Source data Start Marker

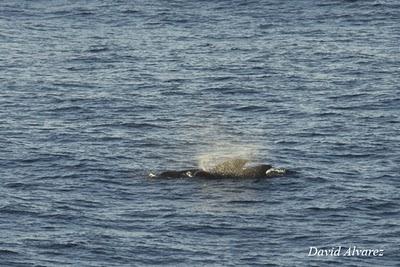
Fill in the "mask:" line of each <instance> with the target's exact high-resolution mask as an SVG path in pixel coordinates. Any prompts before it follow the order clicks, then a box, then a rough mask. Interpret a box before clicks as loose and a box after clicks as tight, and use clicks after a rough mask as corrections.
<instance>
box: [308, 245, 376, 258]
mask: <svg viewBox="0 0 400 267" xmlns="http://www.w3.org/2000/svg"><path fill="white" fill-rule="evenodd" d="M383 251H384V250H383V249H363V248H357V246H352V247H348V248H344V247H342V246H339V247H332V248H331V249H320V248H317V247H310V251H309V252H308V256H309V257H314V256H317V257H323V256H333V257H357V256H361V257H382V256H383Z"/></svg>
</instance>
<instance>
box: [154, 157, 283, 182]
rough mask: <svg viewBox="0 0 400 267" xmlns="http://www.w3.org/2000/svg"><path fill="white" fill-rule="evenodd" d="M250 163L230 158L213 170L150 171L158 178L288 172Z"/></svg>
mask: <svg viewBox="0 0 400 267" xmlns="http://www.w3.org/2000/svg"><path fill="white" fill-rule="evenodd" d="M247 163H248V161H247V160H244V159H230V160H227V161H224V162H223V163H221V164H218V165H216V166H215V167H214V168H212V169H211V170H208V171H207V170H203V169H186V170H180V171H164V172H161V173H159V174H154V173H150V174H149V176H150V177H158V178H192V177H199V178H209V179H218V178H267V177H276V176H282V175H284V174H286V172H287V170H286V169H282V168H273V167H272V166H271V165H268V164H260V165H256V166H249V167H248V166H245V165H246V164H247Z"/></svg>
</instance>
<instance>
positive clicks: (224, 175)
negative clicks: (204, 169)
mask: <svg viewBox="0 0 400 267" xmlns="http://www.w3.org/2000/svg"><path fill="white" fill-rule="evenodd" d="M247 162H248V160H245V159H240V158H234V159H228V160H226V161H224V162H222V163H220V164H217V165H216V166H215V167H214V168H212V169H211V170H210V172H211V173H212V174H214V175H221V176H241V175H242V173H243V169H244V166H245V165H246V163H247Z"/></svg>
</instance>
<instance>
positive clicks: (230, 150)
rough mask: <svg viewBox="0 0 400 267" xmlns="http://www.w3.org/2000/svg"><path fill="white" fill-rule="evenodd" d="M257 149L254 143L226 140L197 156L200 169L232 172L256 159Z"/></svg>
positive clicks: (216, 171) (228, 172) (229, 173)
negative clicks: (235, 142) (232, 142)
mask: <svg viewBox="0 0 400 267" xmlns="http://www.w3.org/2000/svg"><path fill="white" fill-rule="evenodd" d="M257 154H258V149H257V147H256V146H254V145H239V144H233V143H228V142H219V143H217V144H214V145H213V146H212V147H211V148H210V149H208V150H207V151H205V152H203V153H199V155H198V156H197V160H198V166H199V168H200V169H203V170H206V171H210V172H217V173H224V174H234V173H235V172H237V171H238V170H240V169H242V168H243V167H244V166H245V165H246V164H247V163H249V162H254V161H256V159H257Z"/></svg>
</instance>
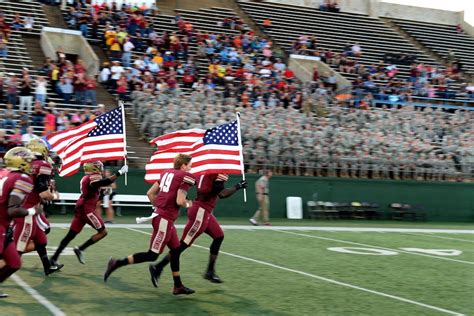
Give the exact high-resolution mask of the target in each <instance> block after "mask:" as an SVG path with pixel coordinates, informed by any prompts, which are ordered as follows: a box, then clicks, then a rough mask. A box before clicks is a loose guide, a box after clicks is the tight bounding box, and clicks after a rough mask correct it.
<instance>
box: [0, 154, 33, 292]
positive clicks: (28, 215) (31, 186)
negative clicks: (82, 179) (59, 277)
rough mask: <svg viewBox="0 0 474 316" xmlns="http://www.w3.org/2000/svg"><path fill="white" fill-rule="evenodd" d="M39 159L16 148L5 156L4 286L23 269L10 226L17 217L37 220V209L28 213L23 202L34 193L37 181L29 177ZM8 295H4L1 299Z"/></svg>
mask: <svg viewBox="0 0 474 316" xmlns="http://www.w3.org/2000/svg"><path fill="white" fill-rule="evenodd" d="M34 158H35V157H34V156H33V154H32V153H31V151H30V150H28V149H27V148H25V147H15V148H12V149H10V150H9V151H7V152H6V153H5V156H4V157H3V160H4V162H5V169H0V259H1V261H3V262H2V267H1V268H0V283H2V282H3V281H5V280H6V279H7V278H8V277H9V276H10V275H12V274H13V273H15V272H16V271H17V270H19V269H20V268H21V259H20V255H19V254H18V251H16V245H15V242H14V241H13V232H12V228H11V226H10V222H11V221H12V219H13V218H14V217H25V216H33V215H35V214H36V210H35V209H34V208H29V209H26V208H24V207H23V206H22V204H23V201H24V200H25V198H26V197H27V196H28V194H30V193H31V191H32V190H33V179H32V178H31V177H30V176H29V175H28V173H29V172H30V164H31V161H32V160H33V159H34ZM7 296H8V295H6V294H4V293H1V292H0V297H1V298H3V297H7Z"/></svg>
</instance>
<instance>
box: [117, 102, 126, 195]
mask: <svg viewBox="0 0 474 316" xmlns="http://www.w3.org/2000/svg"><path fill="white" fill-rule="evenodd" d="M119 105H120V108H121V110H122V125H123V150H124V152H125V159H124V162H125V164H126V165H127V130H126V127H125V107H124V106H123V101H122V100H120V101H119ZM125 185H126V186H127V185H128V181H127V174H125Z"/></svg>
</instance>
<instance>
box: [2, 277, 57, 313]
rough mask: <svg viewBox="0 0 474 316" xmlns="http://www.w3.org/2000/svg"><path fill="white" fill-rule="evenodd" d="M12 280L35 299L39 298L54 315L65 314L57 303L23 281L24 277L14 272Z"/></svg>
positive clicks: (38, 300)
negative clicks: (57, 305) (35, 289)
mask: <svg viewBox="0 0 474 316" xmlns="http://www.w3.org/2000/svg"><path fill="white" fill-rule="evenodd" d="M11 278H12V280H13V281H15V282H16V284H18V285H19V286H21V287H22V288H23V289H24V290H25V291H26V292H28V294H30V295H31V296H33V298H34V299H35V300H37V301H38V302H39V303H40V304H41V305H43V306H44V307H46V308H47V309H48V310H49V311H50V312H51V314H53V315H54V316H64V315H66V314H64V312H63V311H62V310H60V309H59V308H58V307H57V306H56V305H54V304H53V303H51V302H50V301H49V300H48V299H47V298H46V297H44V296H43V295H41V294H39V293H38V291H36V290H35V289H34V288H32V287H31V286H29V285H28V283H26V282H25V281H23V279H22V278H20V277H19V276H18V275H16V274H14V275H12V276H11Z"/></svg>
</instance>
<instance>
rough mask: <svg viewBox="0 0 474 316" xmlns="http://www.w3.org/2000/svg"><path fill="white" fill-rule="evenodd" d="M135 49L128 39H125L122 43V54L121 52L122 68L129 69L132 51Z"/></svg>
mask: <svg viewBox="0 0 474 316" xmlns="http://www.w3.org/2000/svg"><path fill="white" fill-rule="evenodd" d="M134 48H135V45H133V43H132V42H131V41H130V37H128V36H127V37H126V38H125V41H124V43H123V52H122V64H123V66H124V67H127V68H128V67H130V62H131V59H132V50H133V49H134Z"/></svg>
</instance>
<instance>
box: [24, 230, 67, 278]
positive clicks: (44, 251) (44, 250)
mask: <svg viewBox="0 0 474 316" xmlns="http://www.w3.org/2000/svg"><path fill="white" fill-rule="evenodd" d="M32 239H33V241H34V247H35V250H36V253H37V254H38V256H39V257H40V260H41V263H42V264H43V270H44V274H45V275H50V274H51V273H54V272H56V271H59V270H61V268H62V267H64V265H63V264H53V265H52V264H51V262H50V261H49V258H48V253H47V251H46V245H47V244H48V238H47V237H46V232H44V231H43V230H41V229H40V228H39V227H36V232H35V234H34V235H33V238H32Z"/></svg>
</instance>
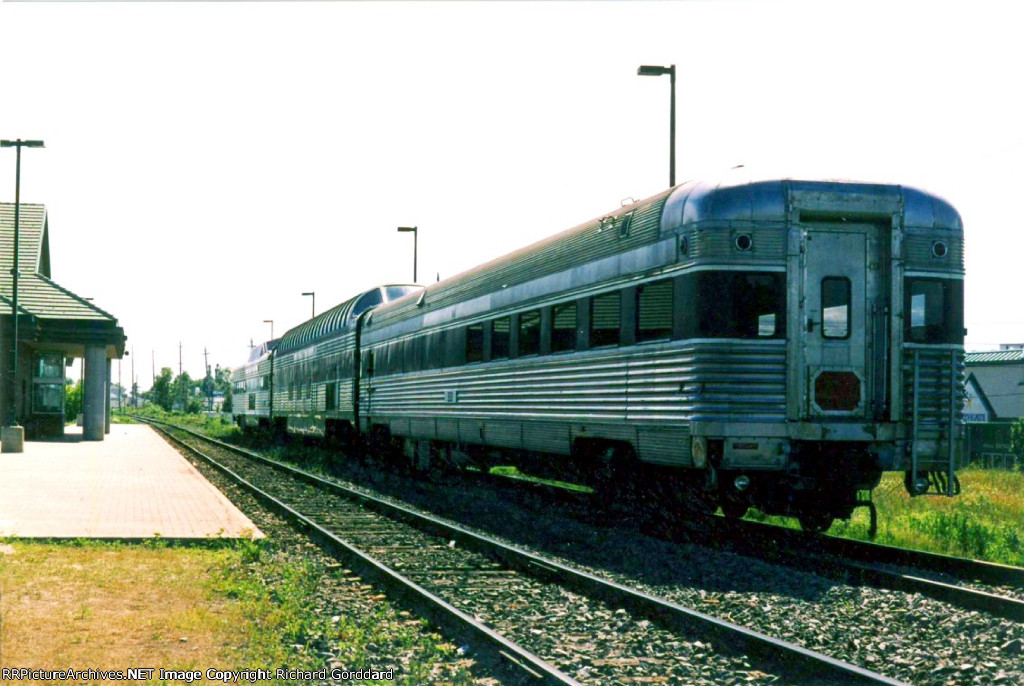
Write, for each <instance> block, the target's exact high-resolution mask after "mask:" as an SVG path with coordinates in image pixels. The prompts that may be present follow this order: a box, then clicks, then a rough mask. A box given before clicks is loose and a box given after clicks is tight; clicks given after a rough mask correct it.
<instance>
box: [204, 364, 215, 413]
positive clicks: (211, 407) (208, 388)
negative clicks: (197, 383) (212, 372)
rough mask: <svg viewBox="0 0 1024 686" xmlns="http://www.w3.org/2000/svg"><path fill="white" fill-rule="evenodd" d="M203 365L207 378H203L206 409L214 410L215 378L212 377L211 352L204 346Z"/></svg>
mask: <svg viewBox="0 0 1024 686" xmlns="http://www.w3.org/2000/svg"><path fill="white" fill-rule="evenodd" d="M203 365H204V366H205V367H206V379H204V380H203V385H204V386H205V387H206V388H205V389H204V390H205V391H206V410H207V412H213V379H211V378H210V353H209V352H207V350H206V348H203Z"/></svg>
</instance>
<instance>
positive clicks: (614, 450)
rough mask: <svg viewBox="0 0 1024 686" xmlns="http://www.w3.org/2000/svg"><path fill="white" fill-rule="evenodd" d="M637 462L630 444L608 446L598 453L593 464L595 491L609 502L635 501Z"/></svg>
mask: <svg viewBox="0 0 1024 686" xmlns="http://www.w3.org/2000/svg"><path fill="white" fill-rule="evenodd" d="M636 473H637V461H636V454H635V453H633V447H632V446H631V445H629V444H624V445H608V446H606V447H605V448H604V449H602V451H601V452H600V453H598V454H597V455H596V456H595V458H594V460H593V462H592V464H591V479H592V483H593V484H594V490H595V491H596V492H597V494H600V495H601V496H603V497H604V498H606V499H607V500H608V502H623V501H630V500H633V499H634V497H635V494H634V490H635V485H636Z"/></svg>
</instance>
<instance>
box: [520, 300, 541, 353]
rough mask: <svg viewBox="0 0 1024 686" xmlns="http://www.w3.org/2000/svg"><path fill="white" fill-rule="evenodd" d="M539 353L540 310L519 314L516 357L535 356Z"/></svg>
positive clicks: (540, 347) (540, 331)
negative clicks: (517, 336)
mask: <svg viewBox="0 0 1024 686" xmlns="http://www.w3.org/2000/svg"><path fill="white" fill-rule="evenodd" d="M540 352H541V310H539V309H534V310H530V311H528V312H522V313H520V314H519V350H518V353H517V356H519V357H524V356H526V355H536V354H539V353H540Z"/></svg>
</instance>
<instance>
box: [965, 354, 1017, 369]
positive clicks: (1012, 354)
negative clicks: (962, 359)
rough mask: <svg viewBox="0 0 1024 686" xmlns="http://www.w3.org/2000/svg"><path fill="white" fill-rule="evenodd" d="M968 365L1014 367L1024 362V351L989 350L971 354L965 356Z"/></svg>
mask: <svg viewBox="0 0 1024 686" xmlns="http://www.w3.org/2000/svg"><path fill="white" fill-rule="evenodd" d="M965 357H966V359H965V362H966V363H967V365H969V366H970V365H1013V363H1020V362H1022V361H1024V350H989V351H986V352H969V353H967V354H966V355H965Z"/></svg>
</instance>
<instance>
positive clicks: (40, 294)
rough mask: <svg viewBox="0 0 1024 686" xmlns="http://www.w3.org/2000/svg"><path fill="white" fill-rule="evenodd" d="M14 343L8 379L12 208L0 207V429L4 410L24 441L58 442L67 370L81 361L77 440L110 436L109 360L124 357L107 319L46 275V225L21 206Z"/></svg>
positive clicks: (89, 303)
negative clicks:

Source data End Marker

● **Activity**:
Tally the lines in these entries that have the string "after" in them, then answer with the count and nothing else.

● **Response for this exercise**:
3